◆ EXERCISE DIRECTIONS ◆
How many lines of the Data records contain the string "straw"? Case counts; give only the number.

Data records:
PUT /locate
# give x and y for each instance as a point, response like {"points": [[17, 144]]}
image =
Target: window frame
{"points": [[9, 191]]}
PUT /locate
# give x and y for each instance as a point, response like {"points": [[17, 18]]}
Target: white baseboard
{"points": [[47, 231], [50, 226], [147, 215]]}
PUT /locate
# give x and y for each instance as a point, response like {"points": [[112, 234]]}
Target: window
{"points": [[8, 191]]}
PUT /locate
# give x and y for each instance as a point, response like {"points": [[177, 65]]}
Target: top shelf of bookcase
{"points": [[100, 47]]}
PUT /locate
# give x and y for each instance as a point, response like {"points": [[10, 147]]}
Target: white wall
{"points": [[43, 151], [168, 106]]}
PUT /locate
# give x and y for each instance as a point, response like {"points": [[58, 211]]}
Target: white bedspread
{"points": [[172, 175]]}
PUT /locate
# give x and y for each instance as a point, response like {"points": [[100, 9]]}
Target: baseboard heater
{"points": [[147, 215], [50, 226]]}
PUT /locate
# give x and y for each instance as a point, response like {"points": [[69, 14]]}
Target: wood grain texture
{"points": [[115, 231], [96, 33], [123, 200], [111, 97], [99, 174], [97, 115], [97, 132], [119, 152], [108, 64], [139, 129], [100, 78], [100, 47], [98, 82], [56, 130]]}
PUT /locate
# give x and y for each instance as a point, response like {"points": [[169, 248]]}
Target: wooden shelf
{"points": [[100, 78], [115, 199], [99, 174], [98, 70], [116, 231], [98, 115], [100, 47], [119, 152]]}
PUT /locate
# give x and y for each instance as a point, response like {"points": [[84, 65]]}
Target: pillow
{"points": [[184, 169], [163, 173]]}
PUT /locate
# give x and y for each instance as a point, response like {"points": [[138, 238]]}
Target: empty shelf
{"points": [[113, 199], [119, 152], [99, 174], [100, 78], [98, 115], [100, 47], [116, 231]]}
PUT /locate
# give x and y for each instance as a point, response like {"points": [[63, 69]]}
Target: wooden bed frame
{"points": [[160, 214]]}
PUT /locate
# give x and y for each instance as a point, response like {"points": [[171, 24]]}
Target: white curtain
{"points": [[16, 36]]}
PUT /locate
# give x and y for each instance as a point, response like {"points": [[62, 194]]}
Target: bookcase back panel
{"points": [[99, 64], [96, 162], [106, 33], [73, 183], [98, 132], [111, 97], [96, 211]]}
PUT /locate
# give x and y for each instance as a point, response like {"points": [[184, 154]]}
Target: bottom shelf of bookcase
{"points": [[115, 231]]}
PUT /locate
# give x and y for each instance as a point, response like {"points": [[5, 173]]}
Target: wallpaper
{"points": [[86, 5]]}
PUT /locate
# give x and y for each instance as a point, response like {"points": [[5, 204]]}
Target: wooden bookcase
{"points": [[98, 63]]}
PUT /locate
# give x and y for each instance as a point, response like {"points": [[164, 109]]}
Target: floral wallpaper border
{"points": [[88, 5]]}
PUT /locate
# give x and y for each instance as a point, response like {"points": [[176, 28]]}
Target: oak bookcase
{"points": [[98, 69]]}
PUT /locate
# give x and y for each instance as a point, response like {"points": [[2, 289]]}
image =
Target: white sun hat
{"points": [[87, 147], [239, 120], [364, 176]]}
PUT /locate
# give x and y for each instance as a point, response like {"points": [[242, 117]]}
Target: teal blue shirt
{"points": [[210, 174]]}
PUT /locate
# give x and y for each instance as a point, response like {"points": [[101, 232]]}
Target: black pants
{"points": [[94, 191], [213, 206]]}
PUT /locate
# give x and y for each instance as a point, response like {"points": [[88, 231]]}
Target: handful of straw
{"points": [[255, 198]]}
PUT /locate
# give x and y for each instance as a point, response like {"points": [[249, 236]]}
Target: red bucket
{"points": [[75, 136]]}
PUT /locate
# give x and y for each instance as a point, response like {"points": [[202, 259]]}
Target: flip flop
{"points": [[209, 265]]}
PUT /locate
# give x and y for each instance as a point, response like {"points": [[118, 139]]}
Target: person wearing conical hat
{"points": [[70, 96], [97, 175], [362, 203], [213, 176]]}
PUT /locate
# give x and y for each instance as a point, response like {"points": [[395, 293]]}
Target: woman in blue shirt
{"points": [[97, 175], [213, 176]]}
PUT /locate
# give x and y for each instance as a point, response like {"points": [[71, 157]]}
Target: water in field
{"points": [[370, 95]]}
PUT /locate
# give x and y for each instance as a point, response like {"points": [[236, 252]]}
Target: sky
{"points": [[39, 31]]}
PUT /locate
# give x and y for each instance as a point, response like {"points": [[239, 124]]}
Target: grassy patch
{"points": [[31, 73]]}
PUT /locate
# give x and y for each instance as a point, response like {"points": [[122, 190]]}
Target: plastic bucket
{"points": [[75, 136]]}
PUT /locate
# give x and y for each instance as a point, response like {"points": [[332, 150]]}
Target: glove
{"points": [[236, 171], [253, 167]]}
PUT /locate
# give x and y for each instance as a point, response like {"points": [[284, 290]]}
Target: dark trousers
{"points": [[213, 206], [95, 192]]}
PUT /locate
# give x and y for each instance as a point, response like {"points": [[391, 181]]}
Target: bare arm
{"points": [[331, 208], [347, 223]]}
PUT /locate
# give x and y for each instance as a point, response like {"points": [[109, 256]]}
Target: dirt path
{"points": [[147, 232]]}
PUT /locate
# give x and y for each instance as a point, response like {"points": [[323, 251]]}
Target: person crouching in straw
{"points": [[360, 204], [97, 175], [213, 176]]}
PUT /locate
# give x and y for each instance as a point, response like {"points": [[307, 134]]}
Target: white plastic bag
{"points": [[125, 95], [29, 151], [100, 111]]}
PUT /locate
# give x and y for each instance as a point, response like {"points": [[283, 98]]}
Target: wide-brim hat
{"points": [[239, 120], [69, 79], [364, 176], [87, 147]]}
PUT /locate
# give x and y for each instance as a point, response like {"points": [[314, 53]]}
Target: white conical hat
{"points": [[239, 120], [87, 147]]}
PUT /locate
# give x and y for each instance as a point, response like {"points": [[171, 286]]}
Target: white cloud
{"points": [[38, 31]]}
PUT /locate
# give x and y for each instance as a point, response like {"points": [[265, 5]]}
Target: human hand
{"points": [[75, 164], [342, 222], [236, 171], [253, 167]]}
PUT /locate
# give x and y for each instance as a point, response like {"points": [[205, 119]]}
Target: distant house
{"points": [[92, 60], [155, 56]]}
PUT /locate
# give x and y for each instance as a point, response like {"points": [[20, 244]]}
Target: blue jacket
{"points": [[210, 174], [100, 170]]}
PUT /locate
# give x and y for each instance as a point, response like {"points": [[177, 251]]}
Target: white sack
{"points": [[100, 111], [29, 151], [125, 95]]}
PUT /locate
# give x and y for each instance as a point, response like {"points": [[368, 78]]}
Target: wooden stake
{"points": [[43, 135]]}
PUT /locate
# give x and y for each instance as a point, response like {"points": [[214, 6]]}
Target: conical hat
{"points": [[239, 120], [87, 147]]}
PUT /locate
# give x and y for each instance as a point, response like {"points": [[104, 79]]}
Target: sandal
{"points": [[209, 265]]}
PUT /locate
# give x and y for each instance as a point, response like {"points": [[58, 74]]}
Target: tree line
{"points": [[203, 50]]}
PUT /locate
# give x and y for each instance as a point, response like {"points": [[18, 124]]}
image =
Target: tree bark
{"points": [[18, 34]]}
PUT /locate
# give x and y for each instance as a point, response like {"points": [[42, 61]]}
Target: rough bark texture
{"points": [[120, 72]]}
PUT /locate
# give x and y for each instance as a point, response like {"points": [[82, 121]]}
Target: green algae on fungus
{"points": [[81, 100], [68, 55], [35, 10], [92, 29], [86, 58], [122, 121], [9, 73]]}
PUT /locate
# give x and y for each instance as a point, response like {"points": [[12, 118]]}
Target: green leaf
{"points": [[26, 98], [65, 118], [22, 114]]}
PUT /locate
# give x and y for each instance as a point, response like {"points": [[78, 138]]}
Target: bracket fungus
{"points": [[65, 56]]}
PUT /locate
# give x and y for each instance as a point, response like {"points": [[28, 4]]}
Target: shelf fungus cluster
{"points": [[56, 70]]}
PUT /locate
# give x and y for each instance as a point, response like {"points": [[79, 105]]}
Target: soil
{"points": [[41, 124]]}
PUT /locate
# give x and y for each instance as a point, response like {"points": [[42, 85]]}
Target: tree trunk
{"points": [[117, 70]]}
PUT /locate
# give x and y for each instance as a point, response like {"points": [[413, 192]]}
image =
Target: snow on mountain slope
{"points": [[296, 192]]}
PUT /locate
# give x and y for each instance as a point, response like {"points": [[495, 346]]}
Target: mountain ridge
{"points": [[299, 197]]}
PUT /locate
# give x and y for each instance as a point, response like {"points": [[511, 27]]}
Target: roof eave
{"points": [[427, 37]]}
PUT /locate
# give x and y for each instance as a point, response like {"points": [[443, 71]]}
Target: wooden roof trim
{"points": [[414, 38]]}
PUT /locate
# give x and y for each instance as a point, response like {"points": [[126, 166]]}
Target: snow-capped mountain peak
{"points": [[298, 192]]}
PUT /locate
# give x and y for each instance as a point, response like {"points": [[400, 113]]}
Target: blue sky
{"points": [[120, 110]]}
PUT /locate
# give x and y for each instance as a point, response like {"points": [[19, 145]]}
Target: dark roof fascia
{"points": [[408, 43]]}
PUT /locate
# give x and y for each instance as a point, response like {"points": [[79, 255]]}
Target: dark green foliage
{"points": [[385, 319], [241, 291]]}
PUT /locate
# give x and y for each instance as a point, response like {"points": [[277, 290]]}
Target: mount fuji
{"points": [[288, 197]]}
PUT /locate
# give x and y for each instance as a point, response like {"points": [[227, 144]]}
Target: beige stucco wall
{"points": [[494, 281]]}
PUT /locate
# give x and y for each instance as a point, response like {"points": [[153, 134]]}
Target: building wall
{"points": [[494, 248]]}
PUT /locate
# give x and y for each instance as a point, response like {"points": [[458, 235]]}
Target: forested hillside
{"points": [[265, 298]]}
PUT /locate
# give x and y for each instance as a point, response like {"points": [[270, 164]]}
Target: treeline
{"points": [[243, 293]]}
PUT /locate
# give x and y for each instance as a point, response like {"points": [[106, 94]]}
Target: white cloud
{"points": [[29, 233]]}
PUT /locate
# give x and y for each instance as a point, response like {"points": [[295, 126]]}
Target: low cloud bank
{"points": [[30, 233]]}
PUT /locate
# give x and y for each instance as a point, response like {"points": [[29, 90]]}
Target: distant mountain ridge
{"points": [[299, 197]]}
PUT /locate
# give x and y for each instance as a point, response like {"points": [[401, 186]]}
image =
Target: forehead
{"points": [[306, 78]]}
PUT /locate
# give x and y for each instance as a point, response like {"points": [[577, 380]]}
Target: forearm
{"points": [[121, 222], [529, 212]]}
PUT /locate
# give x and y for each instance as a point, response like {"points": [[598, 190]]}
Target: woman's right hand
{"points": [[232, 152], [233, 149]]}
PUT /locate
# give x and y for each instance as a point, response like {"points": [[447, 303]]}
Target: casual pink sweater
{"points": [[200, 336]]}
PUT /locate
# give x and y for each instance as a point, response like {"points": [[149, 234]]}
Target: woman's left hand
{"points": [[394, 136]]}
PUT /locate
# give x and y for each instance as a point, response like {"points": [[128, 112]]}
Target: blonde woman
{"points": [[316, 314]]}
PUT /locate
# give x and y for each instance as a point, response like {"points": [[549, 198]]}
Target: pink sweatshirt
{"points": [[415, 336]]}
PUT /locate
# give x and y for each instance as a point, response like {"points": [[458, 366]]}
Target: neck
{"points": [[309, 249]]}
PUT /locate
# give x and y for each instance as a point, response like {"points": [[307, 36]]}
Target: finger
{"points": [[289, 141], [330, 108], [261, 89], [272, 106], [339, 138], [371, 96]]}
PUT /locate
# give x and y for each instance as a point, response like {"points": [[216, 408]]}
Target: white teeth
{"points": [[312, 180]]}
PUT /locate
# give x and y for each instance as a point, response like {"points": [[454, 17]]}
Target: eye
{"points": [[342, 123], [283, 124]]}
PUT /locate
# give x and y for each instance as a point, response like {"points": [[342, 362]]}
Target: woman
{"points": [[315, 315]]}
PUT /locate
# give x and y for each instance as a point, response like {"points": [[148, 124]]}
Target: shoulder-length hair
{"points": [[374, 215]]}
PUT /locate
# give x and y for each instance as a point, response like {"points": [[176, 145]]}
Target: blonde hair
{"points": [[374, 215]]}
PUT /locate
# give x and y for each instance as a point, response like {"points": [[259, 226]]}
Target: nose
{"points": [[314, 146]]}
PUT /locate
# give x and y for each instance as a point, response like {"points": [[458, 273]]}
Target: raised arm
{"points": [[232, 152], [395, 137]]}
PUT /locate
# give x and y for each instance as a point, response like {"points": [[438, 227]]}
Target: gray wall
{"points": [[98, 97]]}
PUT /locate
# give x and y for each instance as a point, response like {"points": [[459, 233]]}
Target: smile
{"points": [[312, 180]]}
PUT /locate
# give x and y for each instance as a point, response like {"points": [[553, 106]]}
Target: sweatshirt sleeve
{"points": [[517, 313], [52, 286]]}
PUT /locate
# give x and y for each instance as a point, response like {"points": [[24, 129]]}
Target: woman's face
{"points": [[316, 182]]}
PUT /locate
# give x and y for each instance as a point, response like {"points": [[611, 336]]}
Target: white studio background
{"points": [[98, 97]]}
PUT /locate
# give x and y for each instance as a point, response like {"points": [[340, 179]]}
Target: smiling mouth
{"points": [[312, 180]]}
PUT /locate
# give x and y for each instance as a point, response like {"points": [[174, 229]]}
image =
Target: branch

◆ EXERCISE OUTPUT ◆
2